CONSIGNES DE TRAVAIL → Transcrivez intégralement, sans y changer un seul mot ni signe, le texte sur la réforme hongroise de la loi sur les médias.

TEXTE À ANALYSER →
*****
Big Brother
Les médias en garde à vue
La dernière séance pléniaire avant les vacances parlementaires a été marquée par de nombreuses décisions capitales, comme le discours de mise au point de Viktor Orbán sur les récents résultats du gouvernement, mais aussi le vote de plusieurs modifications de la loi sur les médias.
Selon la révision de la loi sur les médias, les télécommunications et médias hongrois seront désormais contrôlés par une seule et même autorité: l’Autorité Nationale de Télécommunication et des Médias (MNHH), elle-même dirigée par le Conseil des Médias, dont le président sera directement nommé par le Premier Ministre. Les conseils de surveillance des médias publics seront ainsi remplacés par un seul centre de décision qui aura le pouvoir de nommer les PDG des sociétés publiques, notamment des télévisions Duna ou Mtv.
*****
DONNÉES SOURCES →
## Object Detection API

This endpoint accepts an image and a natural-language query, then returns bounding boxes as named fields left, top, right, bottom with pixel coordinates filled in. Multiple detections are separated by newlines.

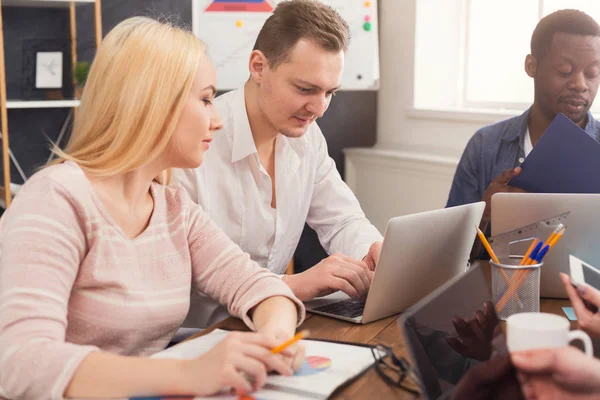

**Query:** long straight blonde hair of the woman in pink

left=52, top=17, right=205, bottom=184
*****
RÉSULTAT →
Big Brother
Les médias en garde à vue
La dernière séance pléniaire avant les vacances parlementaires a été marquée par de nombreuses décisions capitales, comme le discours de mise au point de Viktor Orbán sur les récents résultats du gouvernement, mais aussi le vote de plusieurs modifications de la loi sur les médias.
Selon la révision de la loi sur les médias, les télécommunications et médias hongrois seront désormais contrôlés par une seule et même autorité: l’Autorité Nationale de Télécommunication et des Médias (MNHH), elle-même dirigée par le Conseil des Médias, dont le président sera directement nommé par le Premier Ministre. Les conseils de surveillance des médias publics seront ainsi remplacés par un seul centre de décision qui aura le pouvoir de nommer les PDG des sociétés publiques, notamment des télévisions Duna ou Mtv.